==== DATOS PROPORCIONADOS
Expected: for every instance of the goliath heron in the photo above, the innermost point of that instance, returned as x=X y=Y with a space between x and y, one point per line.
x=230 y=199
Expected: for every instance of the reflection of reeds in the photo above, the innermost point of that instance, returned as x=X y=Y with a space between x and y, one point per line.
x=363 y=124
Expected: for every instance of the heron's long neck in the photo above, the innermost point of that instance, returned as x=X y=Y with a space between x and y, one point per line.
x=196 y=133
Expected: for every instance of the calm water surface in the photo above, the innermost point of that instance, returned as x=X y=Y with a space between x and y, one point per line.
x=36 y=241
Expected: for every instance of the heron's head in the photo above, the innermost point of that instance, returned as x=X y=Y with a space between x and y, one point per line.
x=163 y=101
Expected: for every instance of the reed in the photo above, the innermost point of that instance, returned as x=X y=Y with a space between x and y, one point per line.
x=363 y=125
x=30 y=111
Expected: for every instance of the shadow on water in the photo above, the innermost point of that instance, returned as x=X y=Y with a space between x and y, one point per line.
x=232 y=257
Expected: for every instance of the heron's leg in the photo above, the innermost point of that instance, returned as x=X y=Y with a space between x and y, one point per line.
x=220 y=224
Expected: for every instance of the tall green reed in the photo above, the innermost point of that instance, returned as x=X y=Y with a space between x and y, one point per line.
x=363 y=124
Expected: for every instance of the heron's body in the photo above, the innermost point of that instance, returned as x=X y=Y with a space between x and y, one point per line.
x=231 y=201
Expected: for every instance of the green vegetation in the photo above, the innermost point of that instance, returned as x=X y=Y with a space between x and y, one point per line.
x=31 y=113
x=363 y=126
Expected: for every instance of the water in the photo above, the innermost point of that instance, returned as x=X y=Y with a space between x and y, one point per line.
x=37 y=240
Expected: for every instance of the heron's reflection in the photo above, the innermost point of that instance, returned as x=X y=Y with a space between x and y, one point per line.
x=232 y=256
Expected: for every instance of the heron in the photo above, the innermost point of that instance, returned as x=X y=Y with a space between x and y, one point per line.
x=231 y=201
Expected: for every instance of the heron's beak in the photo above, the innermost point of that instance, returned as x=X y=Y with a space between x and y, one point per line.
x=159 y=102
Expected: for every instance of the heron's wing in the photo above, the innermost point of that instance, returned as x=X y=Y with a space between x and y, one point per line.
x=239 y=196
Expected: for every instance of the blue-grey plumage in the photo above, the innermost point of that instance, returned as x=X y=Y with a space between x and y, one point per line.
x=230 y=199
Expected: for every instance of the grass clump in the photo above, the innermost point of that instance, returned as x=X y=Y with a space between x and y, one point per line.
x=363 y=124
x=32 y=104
========
Reescribe el tramo que va desde la línea que contiene "Expected: for every instance of the heron's head" hasta la que contiene "x=363 y=126", ambas incluidas, reemplazando "innermost point" por "central point" y dejando todo lo demás sin cambios.

| PROBLEMA RESUELTO |
Expected: for every instance of the heron's head in the photo above, the central point of that instance, returned as x=X y=Y with a space between x and y, one point per line.
x=163 y=101
Expected: for every instance of the reed in the photo above, the central point of that instance, returned as x=X y=Y with a space between x and y, one point per line.
x=363 y=125
x=30 y=111
Expected: for every instance of the shadow on water in the photo above, the central point of that instance, returned as x=X y=Y with a space between x and y, one point per line.
x=232 y=257
Expected: for every instance of the heron's leg in the photo above, the central point of that instance, returned as x=X y=Y with a space between x and y, one point per line.
x=220 y=224
Expected: for every instance of the tall green reed in the photo above, the central point of that instance, returned as x=X y=Y with a space between x and y, one point per line.
x=363 y=124
Expected: for every instance of the heron's body in the photo above, the central point of that instance, returned as x=X y=Y with a space between x and y, one point per line.
x=231 y=201
Expected: for every instance of the green vegetation in the photo above, the central point of that instance, returned as x=X y=Y with a space between x and y, one point per line.
x=31 y=113
x=363 y=126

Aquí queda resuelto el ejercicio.